▶ _Stored items_:
-- start --
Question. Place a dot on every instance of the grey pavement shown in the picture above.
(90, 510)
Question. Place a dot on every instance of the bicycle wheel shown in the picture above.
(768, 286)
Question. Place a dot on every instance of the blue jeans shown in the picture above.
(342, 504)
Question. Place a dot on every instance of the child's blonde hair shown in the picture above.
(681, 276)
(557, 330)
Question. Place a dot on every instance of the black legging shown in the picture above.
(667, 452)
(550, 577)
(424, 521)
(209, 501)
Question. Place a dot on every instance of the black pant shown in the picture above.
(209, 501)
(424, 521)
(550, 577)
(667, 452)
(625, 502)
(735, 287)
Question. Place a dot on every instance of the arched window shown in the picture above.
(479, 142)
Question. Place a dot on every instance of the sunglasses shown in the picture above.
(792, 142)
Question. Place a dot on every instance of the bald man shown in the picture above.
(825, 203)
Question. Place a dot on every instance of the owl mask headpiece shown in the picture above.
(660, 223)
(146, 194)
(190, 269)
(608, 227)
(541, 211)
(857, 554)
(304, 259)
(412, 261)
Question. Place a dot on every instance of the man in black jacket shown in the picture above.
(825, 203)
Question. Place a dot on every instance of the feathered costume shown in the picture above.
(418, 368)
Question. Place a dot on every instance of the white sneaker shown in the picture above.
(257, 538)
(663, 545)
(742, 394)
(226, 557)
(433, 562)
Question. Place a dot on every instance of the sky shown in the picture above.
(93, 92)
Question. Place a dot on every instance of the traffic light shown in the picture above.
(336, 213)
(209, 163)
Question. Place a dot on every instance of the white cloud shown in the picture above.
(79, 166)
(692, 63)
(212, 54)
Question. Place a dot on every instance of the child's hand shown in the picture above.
-- end --
▶ _TASK STATEMENT_:
Copy the records word for word, starting at the line that contains "Question. Place a dot on every instance of the white cloud" and ending at the last line of the records.

▶ _RESPONSE_:
Question. Place a dot on every instance of the white cloud shown in the picture above.
(79, 166)
(692, 63)
(212, 54)
Question. Place a dot on every instance of the child's hand shown in the picture above.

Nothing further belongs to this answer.